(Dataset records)
• • • •

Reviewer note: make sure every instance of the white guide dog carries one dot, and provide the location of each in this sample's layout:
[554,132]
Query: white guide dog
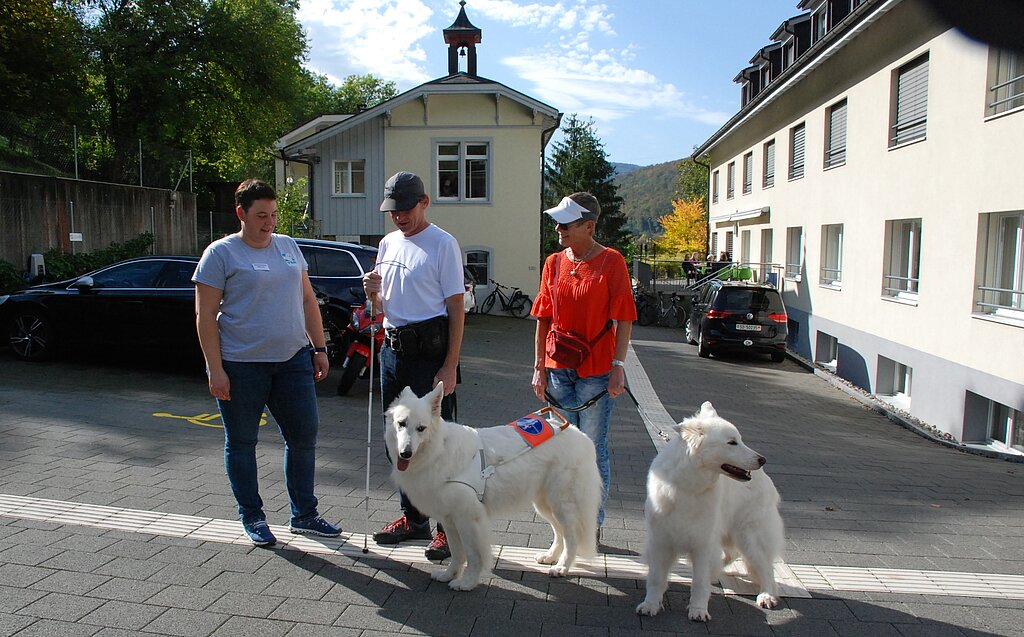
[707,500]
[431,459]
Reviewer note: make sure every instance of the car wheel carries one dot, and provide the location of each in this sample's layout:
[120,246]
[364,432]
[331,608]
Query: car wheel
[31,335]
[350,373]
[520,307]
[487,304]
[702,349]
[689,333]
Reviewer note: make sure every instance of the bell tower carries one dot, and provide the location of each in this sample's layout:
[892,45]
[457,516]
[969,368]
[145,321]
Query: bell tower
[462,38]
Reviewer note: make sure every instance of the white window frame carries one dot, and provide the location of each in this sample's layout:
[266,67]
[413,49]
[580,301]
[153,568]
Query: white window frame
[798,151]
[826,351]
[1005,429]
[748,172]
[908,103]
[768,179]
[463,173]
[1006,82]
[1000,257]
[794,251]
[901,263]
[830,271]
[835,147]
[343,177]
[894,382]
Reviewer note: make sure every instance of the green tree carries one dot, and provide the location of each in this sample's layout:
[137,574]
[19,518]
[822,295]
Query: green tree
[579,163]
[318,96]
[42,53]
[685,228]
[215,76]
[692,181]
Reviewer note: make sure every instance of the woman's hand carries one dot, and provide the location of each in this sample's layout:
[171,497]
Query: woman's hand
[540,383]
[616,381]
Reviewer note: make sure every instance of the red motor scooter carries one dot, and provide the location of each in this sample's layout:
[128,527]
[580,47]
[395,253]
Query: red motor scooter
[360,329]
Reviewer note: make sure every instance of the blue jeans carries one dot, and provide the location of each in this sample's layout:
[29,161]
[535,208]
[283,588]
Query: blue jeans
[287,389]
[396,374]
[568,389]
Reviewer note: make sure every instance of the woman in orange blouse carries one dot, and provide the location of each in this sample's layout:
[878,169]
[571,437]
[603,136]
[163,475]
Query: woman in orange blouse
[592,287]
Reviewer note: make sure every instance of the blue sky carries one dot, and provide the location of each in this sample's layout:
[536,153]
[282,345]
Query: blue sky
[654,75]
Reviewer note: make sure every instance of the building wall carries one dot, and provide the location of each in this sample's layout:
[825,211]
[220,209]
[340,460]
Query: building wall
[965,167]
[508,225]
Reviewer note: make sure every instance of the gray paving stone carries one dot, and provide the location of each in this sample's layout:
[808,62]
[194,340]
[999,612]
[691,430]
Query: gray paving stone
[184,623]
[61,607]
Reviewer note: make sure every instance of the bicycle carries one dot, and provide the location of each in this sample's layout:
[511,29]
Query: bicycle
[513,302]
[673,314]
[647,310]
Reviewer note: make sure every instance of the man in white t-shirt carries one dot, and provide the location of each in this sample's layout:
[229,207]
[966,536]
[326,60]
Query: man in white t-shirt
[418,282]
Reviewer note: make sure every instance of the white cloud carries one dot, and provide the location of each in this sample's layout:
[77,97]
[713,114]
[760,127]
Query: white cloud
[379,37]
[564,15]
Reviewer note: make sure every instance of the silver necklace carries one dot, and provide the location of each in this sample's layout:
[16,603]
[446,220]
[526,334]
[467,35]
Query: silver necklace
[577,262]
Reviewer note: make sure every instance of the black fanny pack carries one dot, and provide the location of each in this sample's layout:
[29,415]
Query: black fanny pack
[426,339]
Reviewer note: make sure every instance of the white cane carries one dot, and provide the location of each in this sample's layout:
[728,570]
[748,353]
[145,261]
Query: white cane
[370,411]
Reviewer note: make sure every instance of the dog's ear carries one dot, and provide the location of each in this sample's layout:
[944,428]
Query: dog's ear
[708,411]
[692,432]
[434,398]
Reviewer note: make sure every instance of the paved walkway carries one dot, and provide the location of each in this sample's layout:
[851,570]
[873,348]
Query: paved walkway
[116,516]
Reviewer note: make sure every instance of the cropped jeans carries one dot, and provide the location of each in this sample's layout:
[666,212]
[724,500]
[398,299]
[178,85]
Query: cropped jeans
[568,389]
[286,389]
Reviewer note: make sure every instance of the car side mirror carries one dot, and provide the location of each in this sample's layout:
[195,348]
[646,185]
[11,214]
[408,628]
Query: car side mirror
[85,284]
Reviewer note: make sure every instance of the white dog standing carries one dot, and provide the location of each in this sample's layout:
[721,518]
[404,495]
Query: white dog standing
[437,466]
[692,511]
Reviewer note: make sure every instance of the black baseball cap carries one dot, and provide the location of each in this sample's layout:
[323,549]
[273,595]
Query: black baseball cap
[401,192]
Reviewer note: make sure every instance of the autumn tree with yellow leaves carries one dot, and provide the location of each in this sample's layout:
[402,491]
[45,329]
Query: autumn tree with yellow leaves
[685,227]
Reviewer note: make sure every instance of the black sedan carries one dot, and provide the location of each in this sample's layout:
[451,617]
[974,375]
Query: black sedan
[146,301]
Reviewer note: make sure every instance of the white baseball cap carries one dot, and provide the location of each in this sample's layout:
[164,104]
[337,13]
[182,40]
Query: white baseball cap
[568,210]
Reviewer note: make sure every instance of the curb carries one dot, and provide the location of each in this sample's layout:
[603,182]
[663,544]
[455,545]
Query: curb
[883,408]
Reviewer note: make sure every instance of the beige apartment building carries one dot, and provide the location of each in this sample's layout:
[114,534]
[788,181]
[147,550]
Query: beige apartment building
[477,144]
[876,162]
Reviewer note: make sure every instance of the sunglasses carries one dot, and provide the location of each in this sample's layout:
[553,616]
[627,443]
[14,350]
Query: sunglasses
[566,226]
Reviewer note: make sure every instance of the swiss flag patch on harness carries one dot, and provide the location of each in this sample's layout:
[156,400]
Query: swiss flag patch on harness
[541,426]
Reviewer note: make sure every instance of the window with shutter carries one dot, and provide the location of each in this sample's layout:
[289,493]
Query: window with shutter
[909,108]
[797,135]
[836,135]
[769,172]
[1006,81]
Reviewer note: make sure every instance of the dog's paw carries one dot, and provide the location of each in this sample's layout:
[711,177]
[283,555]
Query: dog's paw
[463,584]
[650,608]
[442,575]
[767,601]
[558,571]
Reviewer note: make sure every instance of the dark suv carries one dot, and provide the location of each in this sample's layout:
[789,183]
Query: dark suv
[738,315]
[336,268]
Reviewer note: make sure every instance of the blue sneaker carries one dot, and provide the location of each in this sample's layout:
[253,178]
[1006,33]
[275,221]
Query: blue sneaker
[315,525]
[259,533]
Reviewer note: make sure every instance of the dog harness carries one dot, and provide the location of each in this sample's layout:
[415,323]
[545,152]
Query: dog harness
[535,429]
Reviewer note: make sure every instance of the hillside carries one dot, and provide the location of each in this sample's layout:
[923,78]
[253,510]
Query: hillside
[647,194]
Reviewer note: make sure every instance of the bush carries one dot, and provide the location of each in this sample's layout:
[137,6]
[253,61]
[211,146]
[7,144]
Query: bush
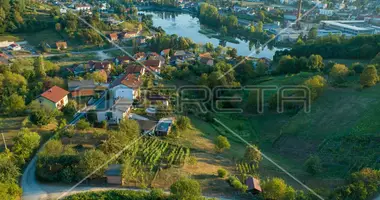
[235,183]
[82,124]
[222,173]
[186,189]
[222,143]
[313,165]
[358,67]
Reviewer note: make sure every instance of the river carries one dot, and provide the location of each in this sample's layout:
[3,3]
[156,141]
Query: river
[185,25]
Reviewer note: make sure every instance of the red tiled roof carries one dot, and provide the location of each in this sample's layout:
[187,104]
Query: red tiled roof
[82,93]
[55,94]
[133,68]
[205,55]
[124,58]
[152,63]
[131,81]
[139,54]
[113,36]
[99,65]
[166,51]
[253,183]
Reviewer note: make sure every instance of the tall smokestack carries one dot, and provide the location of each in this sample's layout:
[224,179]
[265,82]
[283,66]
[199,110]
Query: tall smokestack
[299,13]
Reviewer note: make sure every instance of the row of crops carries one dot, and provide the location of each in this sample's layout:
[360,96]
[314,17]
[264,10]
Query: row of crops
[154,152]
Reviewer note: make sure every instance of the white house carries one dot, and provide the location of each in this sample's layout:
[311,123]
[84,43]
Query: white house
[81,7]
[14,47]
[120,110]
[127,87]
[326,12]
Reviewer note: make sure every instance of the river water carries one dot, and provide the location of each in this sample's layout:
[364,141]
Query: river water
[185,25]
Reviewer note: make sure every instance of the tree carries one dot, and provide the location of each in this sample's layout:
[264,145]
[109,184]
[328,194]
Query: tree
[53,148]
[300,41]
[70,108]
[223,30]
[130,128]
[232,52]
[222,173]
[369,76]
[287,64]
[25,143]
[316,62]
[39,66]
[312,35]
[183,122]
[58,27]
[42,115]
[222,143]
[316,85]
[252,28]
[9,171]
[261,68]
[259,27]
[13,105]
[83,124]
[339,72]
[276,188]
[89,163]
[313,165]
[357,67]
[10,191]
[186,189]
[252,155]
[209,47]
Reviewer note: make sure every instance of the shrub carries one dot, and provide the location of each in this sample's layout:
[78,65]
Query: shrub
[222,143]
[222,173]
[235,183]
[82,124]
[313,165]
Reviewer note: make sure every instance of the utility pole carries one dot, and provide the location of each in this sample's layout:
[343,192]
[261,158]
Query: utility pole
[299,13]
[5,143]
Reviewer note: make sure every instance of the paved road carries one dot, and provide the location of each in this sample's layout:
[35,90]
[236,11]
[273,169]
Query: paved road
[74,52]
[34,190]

• • • •

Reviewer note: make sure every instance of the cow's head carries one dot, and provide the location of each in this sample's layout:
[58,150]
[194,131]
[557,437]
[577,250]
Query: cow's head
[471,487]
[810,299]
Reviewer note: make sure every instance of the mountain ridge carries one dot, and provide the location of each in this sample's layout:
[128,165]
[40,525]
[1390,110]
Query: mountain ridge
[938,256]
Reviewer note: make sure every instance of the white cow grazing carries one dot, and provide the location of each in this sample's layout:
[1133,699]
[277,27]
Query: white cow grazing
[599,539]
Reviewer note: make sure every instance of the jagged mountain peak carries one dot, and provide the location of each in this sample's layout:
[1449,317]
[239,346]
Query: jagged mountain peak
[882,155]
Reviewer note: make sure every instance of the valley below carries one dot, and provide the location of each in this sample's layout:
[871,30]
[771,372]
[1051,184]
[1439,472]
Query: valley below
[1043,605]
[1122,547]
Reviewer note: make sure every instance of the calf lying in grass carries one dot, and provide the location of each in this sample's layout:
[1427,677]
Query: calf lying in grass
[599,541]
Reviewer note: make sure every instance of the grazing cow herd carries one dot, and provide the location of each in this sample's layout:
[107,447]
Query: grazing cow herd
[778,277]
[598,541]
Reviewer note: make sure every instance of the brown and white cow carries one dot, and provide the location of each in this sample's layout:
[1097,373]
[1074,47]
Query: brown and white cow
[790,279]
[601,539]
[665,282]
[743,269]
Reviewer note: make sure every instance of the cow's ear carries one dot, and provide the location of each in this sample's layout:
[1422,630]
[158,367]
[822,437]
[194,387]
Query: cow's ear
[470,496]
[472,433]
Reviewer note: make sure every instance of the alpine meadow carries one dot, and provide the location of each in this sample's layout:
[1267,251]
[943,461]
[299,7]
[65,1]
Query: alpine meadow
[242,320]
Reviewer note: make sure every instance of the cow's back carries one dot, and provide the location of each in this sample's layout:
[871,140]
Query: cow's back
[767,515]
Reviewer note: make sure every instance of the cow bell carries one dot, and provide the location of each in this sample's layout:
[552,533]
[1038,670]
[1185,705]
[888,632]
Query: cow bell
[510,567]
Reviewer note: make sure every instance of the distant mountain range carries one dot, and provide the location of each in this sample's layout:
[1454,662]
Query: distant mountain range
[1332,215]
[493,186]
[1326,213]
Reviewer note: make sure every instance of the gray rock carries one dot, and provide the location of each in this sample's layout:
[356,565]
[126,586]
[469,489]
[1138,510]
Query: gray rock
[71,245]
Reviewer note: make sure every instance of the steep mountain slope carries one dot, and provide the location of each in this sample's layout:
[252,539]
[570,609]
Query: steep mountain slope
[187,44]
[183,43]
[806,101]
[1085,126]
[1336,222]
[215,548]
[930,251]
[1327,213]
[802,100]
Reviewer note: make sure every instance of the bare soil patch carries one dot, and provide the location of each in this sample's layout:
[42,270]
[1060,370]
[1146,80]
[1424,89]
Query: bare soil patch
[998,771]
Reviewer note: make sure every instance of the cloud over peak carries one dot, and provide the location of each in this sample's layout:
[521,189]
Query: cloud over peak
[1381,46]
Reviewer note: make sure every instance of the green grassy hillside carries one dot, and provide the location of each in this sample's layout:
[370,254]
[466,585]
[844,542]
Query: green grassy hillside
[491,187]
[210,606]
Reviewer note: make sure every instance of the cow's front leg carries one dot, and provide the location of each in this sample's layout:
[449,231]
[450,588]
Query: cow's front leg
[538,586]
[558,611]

• • • •

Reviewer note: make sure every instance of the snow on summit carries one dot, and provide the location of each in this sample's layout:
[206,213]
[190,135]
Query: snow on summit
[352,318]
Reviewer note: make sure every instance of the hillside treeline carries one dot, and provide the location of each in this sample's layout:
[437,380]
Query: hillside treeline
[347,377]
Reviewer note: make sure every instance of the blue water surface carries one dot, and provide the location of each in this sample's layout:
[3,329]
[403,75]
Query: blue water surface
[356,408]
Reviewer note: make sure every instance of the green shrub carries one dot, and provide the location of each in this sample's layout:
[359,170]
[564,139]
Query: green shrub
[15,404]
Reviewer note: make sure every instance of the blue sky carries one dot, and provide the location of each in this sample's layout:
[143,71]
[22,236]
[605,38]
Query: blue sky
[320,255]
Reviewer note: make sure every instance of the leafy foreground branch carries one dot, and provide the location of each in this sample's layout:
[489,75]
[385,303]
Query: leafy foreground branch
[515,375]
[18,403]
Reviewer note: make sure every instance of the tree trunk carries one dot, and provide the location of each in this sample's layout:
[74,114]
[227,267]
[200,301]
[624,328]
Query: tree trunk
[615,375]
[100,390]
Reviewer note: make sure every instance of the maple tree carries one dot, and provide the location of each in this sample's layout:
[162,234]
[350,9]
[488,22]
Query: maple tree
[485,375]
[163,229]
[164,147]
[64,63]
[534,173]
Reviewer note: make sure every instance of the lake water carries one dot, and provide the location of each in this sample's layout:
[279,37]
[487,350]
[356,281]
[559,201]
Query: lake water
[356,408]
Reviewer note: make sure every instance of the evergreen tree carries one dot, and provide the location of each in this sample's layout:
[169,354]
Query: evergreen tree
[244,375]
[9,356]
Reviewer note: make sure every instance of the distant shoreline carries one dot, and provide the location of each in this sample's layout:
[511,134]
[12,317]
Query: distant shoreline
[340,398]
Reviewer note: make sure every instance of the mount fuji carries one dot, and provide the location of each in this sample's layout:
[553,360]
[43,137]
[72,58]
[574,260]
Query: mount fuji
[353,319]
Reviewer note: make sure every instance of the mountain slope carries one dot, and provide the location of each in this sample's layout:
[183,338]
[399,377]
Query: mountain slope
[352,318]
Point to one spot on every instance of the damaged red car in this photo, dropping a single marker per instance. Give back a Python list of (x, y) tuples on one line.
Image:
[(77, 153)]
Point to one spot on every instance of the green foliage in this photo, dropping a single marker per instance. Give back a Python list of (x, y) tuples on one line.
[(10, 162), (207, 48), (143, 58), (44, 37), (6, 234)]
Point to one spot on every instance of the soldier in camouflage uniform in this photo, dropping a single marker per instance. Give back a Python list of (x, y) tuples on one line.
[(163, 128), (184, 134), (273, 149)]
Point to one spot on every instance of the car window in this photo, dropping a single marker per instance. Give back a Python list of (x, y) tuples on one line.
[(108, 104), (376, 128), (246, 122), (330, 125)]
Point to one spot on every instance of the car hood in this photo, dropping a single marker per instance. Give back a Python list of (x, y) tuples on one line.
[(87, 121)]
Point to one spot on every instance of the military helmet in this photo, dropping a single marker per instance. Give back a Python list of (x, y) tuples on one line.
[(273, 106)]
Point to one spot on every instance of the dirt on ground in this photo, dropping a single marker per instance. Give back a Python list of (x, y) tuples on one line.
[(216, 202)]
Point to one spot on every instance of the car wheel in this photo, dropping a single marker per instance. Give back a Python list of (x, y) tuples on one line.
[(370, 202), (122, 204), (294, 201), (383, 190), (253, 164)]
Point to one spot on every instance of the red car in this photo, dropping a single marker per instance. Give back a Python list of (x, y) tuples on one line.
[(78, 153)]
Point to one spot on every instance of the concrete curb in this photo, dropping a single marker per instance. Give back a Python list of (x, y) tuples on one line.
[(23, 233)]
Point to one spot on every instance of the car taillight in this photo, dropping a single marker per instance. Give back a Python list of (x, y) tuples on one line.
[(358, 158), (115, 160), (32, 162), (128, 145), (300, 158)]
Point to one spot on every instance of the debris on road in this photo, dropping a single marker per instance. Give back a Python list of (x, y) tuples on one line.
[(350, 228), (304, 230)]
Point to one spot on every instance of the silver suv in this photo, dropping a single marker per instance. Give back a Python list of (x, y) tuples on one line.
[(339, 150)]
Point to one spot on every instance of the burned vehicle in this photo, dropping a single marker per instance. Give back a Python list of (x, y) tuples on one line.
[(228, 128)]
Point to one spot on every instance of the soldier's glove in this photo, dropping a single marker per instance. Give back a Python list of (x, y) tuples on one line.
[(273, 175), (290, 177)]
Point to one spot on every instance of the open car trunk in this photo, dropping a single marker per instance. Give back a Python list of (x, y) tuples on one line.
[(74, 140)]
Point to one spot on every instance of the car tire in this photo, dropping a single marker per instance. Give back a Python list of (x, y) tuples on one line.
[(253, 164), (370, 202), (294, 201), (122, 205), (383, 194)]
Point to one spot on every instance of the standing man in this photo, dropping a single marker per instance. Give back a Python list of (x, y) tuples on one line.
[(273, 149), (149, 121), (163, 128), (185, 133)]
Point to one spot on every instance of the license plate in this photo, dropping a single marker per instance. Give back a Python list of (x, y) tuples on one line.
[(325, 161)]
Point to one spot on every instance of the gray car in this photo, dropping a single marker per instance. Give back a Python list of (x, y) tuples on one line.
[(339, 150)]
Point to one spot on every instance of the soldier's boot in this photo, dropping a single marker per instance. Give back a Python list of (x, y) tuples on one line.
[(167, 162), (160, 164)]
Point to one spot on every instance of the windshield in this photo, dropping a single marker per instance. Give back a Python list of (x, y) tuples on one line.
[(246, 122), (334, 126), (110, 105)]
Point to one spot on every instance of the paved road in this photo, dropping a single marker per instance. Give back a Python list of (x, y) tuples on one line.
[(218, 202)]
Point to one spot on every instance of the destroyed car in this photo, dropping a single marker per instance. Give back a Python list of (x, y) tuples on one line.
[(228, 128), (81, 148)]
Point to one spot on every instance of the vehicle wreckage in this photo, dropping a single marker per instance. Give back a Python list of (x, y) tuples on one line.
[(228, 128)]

• • • •

TASK DIRECTIONS:
In the data above, swap "marker" for "pin" throughout the stretch from the line containing "Point to one spot on every instance of the paved" through the line containing "[(228, 128), (81, 148)]", and change nothing else. Return only those lines.

RESPONSE TO THE EXERCISE:
Point to one spot on every instance of the paved road in this photo, dropping a single pin per instance. Give back a Python list of (x, y) tuples on one line.
[(218, 202)]
Point to one spot on every instance of the destroyed car in this photo, dropping a single pin per instance. Give back a Python list of (x, y) tuples on one line.
[(228, 128), (81, 148)]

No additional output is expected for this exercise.